Tarea propuesta:
Reescribe el tramo del texto sobre la primera escena de guerra que va desde "Se conocen episodios" hasta "somos seres humanos.", cambiando "chimpancés" por "bonobos".

Texto del ejercicio:
Hace unos días la revista Nature publicaba los resultados de una investigación realizada por científicos de la Universidad de Cambridge que han descubierto en Kenia, en sedimentos de 10.000 años de antigüedad, la que parece ser la primera escena de guerra de la historia: los esqueletos de doce personas brutalmente asesinadas y restos de otras quince que, muy probablemente, corrieron la misma suerte.
A partir del estudio de las marcas en los huesos, la disposición de los cuerpos y los restos hallados, los investigadores han sido capaces de reconstruir ese episodio: un pequeño grupo de cazadores-recolectores, hombres, mujeres, niños, vivían junto al lago Turkana, un buen emplazamiento que les permitía el acceso a comida en abundancia. Estaban bien, tranquilos, hasta que un grupo foráneo armado con flechas, palos y armas afiladas los cogió desprevenidos y los masacró. Así. No hay más.
¿El motivo? Sorprendentemente -por aquello de que parece que no hemos aprendido demasiado-, el mismo que nos sigue empujando a despellejar al vecino sin piedad: querían acceder a sus recursos.
Se conocen episodios más antiguos de violencia e incluso se han descrito casos de violencia entre grupos de animales, por ejemplo de chimpancés, pero no así, no como un ataque premeditado y planificado como éste. O como la infinidad de guerras que llevamos librando desde que somos seres humanos.
Y eso es justo lo que no queremos que sepan los alienígenas que reciban nuestros mensajes. La verdad, poco honesto por nuestra parte empezar una relación con seres que aún no hemos conocido y que esperamos que vengan en son de paz, contándoles una medio mentira.
Tal vez lo más sensato sería decirles que los humanos somos capaces de lo peor -y enviarles un compactado con imágenes, por ejemplo, de inmigrantes muriendo en el Mediterráneo a las puerta de Europa, Siria, Ruanda, los Balcanes, Boko Haram, Guantánamo, los campos de exterminio nazis o los bombardeos sobre Gaza-, pero también de lo mejor. Y para que nos creyeran y confiaran en nosotros podríamos explicarles una de las lecciones más bellas que enseña Atapuerca, el yacimiento prehistórico arqueológico más importante del mundo, y que el codirector de este proyecto, el paleontólogo Juan Luis Arsuaga, no se cansa de repetir: la historia de la humanidad no es un relato de lucha encarnizada por la supervivencia, en el que sólo sobreviven los más fuertes. No. La historia de la humanidad tiene que ver, también y sobre todo, con la cooperación, la solidaridad, la empatía, el amor.

Datos mostrados:
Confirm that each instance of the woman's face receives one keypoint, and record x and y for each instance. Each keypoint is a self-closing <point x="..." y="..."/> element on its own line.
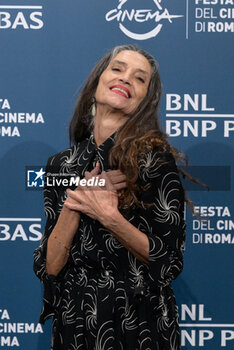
<point x="124" y="83"/>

Respuesta a la tarea:
Se conocen episodios más antiguos de violencia e incluso se han descrito casos de violencia entre grupos de animales, por ejemplo de bonobos, pero no así, no como un ataque premeditado y planificado como éste. O como la infinidad de guerras que llevamos librando desde que somos seres humanos.